++++ Фрагмент текста ++++

Жажда смерти и – молодость. Это подростковая жажда смерти, мальчишеское влеченье к небытию. Двадцатый век был вечный подросток. Девятнадцатый был муж и отец семейства, обремененный ответственностью и долгами. Восемнадцатый был легкомысленный вельможа в летах. Семнадцатый был герой и воин, открыватель мира, математик и богослов. Двадцатый так и не вырос. Его жажда чистоты и точности, «абсолютной живописи» и «чистой поэзии», есть мальчишеская боязнь жизни, более ничего. Ему хотелось отменить всю эту взрослую, сложную, непонятную ему жизнь, заменить ее чем-то осязаемым и простым, разложить на составные части, «структуры», «кубы» и «плоскости», разъять как труп – и тем самым подчинить себе, сделать управляемой, подвластной, понятной. Когда это не удавалось, а это никогда в полной мере не удавалось, он впадал в ярость, столь же глупую, как и все прочие его проявления. Он начинал глумиться над жизнью, показывать ей язык, скандалить, буянить. Молодость вообще беспощадна.

31.

Не сумев повзрослеть, он превратился в инфантильного старичка. Старичка, повторяющего свои детские шалости. Сколько раз повторялось все это, и стихи без знаков препинания, и раскуроченные слова, и содержимое помойного ведра на холсте, и «дыр, бул, щыл», и желтая кофта, и примитивные скандалы, и убогий эпатаж, и бессмысленная бравада. В начале века все было испробовано – и затем тупо, до тошноты, повторялось. Двадцатый век – пробуксовывал. Он пытался бежать всех быстрее – и оставался на месте, буксовал на все той же размытой дороге.

32.

А зачем ему было взрослеть, когда появлялись все новые и новые полуобразованные потребители его выходок, вновь и вновь, в каждом поколении, рукоплескавшие все одному и тому же «последнему слову искусства». Двадцатый век, как известно, массовый век, век «восстания масс». Восставшие массы, выходя из девственного своего состояния, попадаются на все тот же ярмарочный обман, покупаются на все те же балаганные трюки. Авангард – оборотная сторона масскультуры, вот и весь его нехитрый секрет.

33.

++++

Требования:
(1) Отредактируйте фрагмент: перепишите его часть между «Не сумев повзрослеть, он» и «же размытой дороге.» включительно, заменив «эпатаж» на «вызов».
(2) Перескажите фрагмент в двух предложениях.

++++ Исходные данные ++++

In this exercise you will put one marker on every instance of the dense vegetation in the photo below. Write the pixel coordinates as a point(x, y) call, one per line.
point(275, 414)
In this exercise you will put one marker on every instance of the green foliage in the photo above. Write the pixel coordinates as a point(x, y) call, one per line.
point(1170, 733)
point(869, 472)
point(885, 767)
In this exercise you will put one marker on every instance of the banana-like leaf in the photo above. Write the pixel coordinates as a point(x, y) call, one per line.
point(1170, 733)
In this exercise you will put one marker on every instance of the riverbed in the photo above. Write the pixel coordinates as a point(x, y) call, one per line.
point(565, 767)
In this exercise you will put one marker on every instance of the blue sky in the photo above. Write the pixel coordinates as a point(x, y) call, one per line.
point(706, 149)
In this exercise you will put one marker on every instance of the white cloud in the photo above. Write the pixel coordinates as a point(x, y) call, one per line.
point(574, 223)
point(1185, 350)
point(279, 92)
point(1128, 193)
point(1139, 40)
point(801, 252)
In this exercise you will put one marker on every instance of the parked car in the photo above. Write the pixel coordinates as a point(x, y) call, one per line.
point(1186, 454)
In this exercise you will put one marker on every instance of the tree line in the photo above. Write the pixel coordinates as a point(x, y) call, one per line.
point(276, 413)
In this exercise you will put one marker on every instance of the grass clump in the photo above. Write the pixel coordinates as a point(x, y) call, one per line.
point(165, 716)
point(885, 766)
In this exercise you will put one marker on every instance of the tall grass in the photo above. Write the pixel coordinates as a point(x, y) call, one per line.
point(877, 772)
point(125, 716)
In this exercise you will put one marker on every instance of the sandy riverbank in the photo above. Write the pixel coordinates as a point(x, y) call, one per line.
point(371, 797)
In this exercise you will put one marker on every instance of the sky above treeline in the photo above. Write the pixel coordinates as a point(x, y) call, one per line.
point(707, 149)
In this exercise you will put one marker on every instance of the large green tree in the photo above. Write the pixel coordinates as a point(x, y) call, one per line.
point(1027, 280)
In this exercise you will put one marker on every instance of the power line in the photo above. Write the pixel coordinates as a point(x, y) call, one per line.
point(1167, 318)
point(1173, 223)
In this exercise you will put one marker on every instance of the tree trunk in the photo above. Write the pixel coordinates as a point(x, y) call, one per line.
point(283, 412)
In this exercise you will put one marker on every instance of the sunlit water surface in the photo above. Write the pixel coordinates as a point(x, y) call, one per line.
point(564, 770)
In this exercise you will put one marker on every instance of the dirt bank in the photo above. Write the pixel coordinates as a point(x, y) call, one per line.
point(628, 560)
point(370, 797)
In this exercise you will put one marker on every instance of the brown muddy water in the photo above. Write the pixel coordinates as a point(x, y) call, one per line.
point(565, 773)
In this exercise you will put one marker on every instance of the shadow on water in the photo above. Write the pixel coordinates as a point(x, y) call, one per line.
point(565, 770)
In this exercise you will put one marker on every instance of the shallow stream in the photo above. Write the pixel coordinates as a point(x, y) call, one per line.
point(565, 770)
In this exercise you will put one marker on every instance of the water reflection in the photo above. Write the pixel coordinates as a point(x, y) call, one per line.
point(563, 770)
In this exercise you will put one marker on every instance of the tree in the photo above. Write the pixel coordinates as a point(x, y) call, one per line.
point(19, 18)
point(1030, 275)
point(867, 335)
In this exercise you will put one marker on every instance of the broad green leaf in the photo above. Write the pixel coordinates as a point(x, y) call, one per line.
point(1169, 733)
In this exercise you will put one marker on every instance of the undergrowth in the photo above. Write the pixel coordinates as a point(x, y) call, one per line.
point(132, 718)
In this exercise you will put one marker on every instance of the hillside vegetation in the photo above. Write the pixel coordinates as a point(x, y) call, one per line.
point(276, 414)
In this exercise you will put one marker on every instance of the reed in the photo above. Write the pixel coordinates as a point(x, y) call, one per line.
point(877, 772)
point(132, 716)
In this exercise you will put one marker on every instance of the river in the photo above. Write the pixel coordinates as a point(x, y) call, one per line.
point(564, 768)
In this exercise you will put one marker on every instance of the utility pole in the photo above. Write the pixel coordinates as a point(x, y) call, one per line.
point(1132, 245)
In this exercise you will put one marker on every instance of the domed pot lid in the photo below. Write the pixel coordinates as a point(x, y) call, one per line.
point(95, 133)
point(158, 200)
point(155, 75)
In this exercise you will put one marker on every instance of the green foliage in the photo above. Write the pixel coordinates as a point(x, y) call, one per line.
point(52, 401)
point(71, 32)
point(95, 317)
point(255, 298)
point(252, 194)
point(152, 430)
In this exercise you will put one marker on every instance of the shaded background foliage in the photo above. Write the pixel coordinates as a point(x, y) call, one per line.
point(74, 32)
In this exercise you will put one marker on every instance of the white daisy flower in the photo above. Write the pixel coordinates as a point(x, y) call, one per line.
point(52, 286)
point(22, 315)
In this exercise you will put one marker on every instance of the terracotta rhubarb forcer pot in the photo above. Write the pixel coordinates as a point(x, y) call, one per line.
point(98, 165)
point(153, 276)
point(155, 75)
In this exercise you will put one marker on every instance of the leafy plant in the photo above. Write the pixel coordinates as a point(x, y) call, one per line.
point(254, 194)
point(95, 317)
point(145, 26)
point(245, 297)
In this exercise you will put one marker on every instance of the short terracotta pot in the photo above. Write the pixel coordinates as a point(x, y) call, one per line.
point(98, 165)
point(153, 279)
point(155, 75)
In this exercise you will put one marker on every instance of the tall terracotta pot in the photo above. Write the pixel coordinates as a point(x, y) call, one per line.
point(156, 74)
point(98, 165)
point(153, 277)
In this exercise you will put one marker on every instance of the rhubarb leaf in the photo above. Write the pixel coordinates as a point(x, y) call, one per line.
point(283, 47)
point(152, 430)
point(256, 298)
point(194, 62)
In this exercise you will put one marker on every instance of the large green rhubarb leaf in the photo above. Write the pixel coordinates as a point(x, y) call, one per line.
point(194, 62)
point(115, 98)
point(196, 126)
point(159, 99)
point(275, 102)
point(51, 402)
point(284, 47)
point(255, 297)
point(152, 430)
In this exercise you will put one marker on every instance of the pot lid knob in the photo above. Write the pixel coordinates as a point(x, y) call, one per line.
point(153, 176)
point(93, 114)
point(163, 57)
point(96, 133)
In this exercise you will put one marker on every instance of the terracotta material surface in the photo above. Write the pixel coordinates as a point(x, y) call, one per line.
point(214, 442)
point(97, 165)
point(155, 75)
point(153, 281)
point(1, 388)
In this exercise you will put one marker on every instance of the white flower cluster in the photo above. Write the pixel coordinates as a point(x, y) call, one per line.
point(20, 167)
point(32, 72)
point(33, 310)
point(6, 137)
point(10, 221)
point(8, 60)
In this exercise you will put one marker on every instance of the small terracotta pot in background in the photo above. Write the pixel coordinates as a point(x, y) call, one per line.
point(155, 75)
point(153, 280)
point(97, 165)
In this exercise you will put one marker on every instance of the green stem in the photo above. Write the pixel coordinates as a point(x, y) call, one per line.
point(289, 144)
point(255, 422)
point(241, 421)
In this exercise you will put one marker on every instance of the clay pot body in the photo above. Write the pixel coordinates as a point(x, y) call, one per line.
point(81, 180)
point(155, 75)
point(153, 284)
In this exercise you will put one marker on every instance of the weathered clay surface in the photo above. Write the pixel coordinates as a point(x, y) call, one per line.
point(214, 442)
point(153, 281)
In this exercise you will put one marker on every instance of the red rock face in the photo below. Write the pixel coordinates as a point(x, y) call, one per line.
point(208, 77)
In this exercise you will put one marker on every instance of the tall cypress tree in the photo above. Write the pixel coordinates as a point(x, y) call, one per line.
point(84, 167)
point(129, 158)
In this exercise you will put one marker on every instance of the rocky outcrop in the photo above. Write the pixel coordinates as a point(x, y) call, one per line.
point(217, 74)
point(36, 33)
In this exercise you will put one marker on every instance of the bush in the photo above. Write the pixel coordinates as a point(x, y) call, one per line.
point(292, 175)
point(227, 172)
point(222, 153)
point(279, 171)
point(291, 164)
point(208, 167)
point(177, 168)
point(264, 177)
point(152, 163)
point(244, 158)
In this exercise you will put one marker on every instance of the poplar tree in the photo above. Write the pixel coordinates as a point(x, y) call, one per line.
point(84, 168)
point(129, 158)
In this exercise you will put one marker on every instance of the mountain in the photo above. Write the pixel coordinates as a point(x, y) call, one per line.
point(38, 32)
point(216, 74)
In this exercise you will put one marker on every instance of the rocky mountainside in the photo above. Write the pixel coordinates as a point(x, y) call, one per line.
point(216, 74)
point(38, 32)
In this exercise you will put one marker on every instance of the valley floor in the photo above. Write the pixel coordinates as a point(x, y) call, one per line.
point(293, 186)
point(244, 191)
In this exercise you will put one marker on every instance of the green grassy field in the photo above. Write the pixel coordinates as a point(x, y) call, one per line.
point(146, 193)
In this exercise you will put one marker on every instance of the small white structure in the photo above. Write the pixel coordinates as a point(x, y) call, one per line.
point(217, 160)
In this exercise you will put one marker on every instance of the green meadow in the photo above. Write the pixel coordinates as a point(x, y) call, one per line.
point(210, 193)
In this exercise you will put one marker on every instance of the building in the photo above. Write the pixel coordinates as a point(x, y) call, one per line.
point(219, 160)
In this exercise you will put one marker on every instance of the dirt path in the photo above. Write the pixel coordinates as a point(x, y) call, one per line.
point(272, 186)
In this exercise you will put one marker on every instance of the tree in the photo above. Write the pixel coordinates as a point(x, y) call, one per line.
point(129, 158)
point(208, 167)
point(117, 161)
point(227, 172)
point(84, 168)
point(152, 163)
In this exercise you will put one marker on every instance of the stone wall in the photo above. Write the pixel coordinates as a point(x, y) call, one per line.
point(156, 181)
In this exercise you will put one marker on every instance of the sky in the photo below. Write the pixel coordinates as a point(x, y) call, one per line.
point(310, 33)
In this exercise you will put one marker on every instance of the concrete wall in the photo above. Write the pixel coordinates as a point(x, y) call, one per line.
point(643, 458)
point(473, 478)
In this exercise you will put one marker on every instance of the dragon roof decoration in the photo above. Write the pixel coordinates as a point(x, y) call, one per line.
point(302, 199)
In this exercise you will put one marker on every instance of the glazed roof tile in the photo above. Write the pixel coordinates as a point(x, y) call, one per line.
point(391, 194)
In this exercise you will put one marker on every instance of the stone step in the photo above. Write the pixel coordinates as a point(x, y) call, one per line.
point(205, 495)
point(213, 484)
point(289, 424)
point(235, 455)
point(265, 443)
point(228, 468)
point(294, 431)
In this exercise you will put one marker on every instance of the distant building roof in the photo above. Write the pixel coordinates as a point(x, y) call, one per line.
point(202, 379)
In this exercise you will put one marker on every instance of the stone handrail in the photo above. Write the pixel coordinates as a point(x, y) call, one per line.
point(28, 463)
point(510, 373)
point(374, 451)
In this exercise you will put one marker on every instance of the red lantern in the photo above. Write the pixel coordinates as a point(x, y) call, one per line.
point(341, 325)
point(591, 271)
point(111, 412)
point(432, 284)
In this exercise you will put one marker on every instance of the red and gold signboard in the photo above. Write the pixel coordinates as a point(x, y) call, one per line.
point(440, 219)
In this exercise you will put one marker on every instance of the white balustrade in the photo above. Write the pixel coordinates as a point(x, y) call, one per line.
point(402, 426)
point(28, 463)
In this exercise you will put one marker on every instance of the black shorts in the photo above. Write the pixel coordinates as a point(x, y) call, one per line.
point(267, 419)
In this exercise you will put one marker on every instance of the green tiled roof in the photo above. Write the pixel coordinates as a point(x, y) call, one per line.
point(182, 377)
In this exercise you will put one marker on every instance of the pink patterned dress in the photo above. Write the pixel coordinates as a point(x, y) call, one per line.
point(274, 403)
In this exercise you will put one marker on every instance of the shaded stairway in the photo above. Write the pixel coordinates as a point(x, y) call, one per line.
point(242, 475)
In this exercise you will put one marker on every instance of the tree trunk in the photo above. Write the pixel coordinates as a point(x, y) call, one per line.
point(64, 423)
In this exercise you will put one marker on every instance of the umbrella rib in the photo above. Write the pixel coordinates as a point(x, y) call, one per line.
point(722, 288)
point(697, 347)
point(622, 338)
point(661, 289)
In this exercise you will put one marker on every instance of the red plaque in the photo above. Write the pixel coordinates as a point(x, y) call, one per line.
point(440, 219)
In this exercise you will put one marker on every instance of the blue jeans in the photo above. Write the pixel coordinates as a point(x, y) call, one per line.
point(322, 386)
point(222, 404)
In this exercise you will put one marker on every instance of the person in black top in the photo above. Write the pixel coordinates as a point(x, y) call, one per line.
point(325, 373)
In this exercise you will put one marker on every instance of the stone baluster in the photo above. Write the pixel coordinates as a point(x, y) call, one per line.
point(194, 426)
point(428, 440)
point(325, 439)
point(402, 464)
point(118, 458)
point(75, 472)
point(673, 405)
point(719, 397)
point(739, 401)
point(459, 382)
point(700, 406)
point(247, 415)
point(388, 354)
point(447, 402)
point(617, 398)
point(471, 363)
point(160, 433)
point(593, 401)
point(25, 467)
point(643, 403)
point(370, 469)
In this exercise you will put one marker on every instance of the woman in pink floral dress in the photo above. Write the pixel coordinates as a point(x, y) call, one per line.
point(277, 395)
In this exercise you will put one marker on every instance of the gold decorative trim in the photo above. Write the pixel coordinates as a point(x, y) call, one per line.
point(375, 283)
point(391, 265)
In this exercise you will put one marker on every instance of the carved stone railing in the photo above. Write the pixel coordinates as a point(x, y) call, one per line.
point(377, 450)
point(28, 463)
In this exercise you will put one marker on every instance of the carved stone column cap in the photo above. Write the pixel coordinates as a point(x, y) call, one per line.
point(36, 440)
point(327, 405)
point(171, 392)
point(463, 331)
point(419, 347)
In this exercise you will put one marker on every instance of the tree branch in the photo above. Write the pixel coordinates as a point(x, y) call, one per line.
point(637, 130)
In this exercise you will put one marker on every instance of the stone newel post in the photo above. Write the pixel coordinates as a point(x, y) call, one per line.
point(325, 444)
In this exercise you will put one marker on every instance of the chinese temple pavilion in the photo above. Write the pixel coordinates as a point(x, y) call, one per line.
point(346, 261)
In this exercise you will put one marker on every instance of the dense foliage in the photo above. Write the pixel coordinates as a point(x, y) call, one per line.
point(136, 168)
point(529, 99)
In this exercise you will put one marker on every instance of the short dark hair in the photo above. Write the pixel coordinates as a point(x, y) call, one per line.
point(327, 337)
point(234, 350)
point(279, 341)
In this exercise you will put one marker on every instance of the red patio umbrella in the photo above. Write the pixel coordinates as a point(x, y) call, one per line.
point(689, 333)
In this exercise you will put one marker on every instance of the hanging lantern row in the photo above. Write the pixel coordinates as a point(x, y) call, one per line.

++++

Набор ответов:
(1)
Не сумев повзрослеть, он превратился в инфантильного старичка. Старичка, повторяющего свои детские шалости. Сколько раз повторялось все это, и стихи без знаков препинания, и раскуроченные слова, и содержимое помойного ведра на холсте, и «дыр, бул, щыл», и желтая кофта, и примитивные скандалы, и убогий вызов, и бессмысленная бравада. В начале века все было испробовано – и затем тупо, до тошноты, повторялось. Двадцатый век – пробуксовывал. Он пытался бежать всех быстрее – и оставался на месте, буксовал на все той же размытой дороге.

(2) Двадцатый век предстает вечным подростком, который так и не вырос: из мальчишеской боязни жизни он стремился разложить ее на простые составные части, а когда это не удавалось, глумился над ней и буянил. Не сумев повзрослеть, он превратился в инфантильного старичка, до тошноты повторяющего испробованные в начале века выходки перед все новыми полуобразованными потребителями, а авангард оказывается оборотной стороной масскультуры.